→ **Excerpt**
Naval Academy Woke Agenda

Amid War, Naval Academy Seeks Another Gender and Sexuality Professor

. . . According to the Academy’s website, the school’s mission is to “develop Midshipmen morally, mentally and physically and to imbue them with the highest ideals of duty, honor and loyalty in order to graduate leaders who are dedicated to a career of naval service and … to assume the highest responsibilities of command, citizenship and government.”

Apparently, the Navy has interpreted that to mean hiring gender and sexuality “experts” and featuring drag queens in recruitment videos.

And it’s not just the naval Academy. The U.S. Military Academy, considered among the most “prestigious universities in the nation,” has also incorporated gender and sexuality into Army officer education.

West Point and the Air Force Academy even offer a minor in Diversity, Equity, and Inclusion. Additionally, Nellis Air Force Base has developed a track record of hosting drag shows, regardless of opposition.

National Review contacted the Naval Academy for clarification on the purpose of the new position and whether it “would prepare graduates to fight the nation’s war,” but officials did not respond.

Travis Weber, a Naval Academy graduate and vice president for Policy and Government Affairs at Family Research Council, did address it with The Washington Stand. “This job posting — while only one data point — is an indicator of where our nation’s military is focused. And it’s not good,” he said.

He insisted the U.S. should be focused on “fires burning around the world [such as] the Russia-Ukraine war, an emerging war involving Israel in the Middle East, Azerbaijan displacing the Armenians from Nagorno-Karabakh in the blink of an eye without much notice from anyone, and the looming threat of China invading Taiwan.”

But instead, the U.S. is “pouring our nation’s increasingly thinning economic resources into a tenure track faculty position at one of our nation’s top military institutions that is focused on ‘Gender and Sexuality Studies.’”

Lt. General (Ret.) William G. Boykin, FRC’s executive vice president, also shared his concern with TWS, stating that

“the hiring of a gender and sexuality studies Professor for the Naval Academy is another example of how unaware this administration is in training and preparing young men and women for war and to be victorious.” He emphasized the Navy seems “oblivious” to what midshipmen really need.

Meg Kilgannon, senior fellow for Education Studies at FRC, agreed, adding that ironically, the more gender studies increase, “the less people [seem to] understand … men and women.”

She continued, “Whether in the field of education or military service, basic understanding about how bodies work and human nature itself should be as uncomplicated as possible.”

Experts say that not only is this topic being overcomplicated by the LGBT narrative, it is also having devastating consequences on recruitment.

According to The Heritage Foundation, “[L]eaders from the Army, Navy, and Air Force all dutifully reported that they expected to miss their annual recruiting goal this year by thousands.” Despite adding new benefits and bonuses, recruitment rates continue to worsen.

Woke “actions are a major contributor to the low enlistment in all our military services,” Boykin said.

As military institutions prioritize gender and sexuality education and recruitment suffers, “China is taking advantage of our distracted world to deport hundreds of North Korean defectors back to North Korea — where they will almost certainly be sent to forced labor camps,” Weber emphasized. He further noted that the West’s influence is on decline, and the East is seeking to “take its place.” . . .  (read more on The Washington Stand)

→ **Written instruction 1**
Please rescale the entries between the line holding "Mark one point on each instance of the orange" and the end of the entries, inclusive, and give only those lines again, requests included. Multiply every point coordinate in the answers by 1.15 and round to whole numbers, with halves rounded up.
The article and the entries are unrelated material.

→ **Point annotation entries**
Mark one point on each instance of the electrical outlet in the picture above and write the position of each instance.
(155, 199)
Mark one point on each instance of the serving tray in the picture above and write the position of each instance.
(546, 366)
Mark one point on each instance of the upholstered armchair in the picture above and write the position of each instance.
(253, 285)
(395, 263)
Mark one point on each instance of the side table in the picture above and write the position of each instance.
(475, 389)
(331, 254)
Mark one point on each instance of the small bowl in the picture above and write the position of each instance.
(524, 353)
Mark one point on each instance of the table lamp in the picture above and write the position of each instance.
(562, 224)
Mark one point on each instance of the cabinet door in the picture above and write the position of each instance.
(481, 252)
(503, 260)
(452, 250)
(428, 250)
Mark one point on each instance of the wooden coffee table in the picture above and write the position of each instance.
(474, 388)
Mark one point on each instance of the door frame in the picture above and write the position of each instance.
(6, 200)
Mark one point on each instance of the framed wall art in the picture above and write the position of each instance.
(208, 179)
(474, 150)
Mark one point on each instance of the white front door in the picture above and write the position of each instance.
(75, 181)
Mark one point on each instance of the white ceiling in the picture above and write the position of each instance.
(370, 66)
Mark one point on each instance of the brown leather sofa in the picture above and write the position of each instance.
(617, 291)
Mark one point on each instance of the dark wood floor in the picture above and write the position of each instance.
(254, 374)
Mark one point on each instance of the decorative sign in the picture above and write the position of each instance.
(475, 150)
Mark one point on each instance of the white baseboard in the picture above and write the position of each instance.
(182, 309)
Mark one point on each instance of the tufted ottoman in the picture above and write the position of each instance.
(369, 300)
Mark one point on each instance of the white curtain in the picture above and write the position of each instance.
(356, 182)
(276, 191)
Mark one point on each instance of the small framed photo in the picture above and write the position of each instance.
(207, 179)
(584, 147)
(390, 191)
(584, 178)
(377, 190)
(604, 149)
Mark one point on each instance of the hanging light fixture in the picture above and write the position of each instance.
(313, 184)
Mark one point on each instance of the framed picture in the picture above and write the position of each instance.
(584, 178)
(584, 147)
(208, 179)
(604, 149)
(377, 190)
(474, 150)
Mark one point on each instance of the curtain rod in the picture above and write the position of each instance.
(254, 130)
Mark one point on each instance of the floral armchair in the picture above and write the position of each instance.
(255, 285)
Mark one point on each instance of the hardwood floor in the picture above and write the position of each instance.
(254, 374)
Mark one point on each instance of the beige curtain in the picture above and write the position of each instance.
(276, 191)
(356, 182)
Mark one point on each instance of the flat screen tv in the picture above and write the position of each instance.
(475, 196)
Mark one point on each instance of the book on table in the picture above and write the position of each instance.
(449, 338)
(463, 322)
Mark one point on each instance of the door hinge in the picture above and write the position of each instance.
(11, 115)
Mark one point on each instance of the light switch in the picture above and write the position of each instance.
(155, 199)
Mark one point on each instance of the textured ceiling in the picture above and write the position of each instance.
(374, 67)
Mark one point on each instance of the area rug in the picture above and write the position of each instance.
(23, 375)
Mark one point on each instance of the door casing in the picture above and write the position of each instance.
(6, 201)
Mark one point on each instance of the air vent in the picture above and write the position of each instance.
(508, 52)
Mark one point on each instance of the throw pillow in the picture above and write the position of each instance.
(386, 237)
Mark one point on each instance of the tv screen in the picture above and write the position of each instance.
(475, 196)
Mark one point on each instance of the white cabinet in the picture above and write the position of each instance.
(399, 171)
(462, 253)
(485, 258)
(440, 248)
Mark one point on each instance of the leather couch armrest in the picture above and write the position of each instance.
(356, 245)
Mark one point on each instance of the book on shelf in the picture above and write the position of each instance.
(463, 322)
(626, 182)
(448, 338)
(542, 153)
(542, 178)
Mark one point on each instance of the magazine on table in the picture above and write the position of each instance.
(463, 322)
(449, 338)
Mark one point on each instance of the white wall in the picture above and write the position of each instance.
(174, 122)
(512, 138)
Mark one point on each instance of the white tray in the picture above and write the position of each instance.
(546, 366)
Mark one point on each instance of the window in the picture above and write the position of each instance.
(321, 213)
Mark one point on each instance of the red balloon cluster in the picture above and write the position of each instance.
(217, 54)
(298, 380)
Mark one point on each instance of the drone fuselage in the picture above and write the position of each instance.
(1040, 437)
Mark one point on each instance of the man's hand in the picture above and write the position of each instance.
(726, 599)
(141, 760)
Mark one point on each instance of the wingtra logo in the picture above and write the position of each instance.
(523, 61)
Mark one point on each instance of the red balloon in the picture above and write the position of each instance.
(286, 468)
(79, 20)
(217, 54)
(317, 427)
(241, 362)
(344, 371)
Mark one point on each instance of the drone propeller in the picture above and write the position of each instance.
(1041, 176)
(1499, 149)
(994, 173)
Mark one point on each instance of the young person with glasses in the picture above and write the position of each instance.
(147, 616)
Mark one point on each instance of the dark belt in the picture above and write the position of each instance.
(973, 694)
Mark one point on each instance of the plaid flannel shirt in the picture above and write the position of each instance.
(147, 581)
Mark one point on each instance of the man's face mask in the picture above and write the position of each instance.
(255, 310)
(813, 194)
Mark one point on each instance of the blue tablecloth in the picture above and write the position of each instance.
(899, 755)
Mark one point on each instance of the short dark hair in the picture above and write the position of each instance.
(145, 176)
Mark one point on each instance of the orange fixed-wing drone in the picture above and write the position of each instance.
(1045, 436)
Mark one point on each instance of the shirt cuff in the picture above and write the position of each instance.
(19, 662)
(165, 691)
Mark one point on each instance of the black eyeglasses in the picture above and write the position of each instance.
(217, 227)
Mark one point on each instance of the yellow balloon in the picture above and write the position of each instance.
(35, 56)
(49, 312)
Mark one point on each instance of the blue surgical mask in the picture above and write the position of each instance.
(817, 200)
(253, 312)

→ **Written instruction 2**
Retype the part of the article between "Naval Academy Woke" and "Army officer education.", inclusive, without any changes.

→ **Worked solution 1**
Mark one point on each instance of the orange fixed-wing drone in the picture above and write the position of each instance.
(1202, 501)
Mark one point on each instance of the shirt cuff in the picture above and write the position of each instance.
(22, 761)
(190, 795)
Mark one point on each instance of the black eyeglasses in the picture above and write the position of each instance.
(250, 261)
Mark one point on each instance of the yellow balloon in the picture above and write the position of each instance.
(40, 64)
(56, 359)
Mark one point on each instance of the blue surgical mask in the picture above and write the position of each instance.
(940, 230)
(291, 359)

→ **Worked solution 2**
Naval Academy Woke Agenda

Amid War, Naval Academy Seeks Another Gender and Sexuality Professor

. . . According to the Academy’s website, the school’s mission is to “develop Midshipmen morally, mentally and physically and to imbue them with the highest ideals of duty, honor and loyalty in order to graduate leaders who are dedicated to a career of naval service and … to assume the highest responsibilities of command, citizenship and government.”

Apparently, the Navy has interpreted that to mean hiring gender and sexuality “experts” and featuring drag queens in recruitment videos.

And it’s not just the naval Academy. The U.S. Military Academy, considered among the most “prestigious universities in the nation,” has also incorporated gender and sexuality into Army officer education.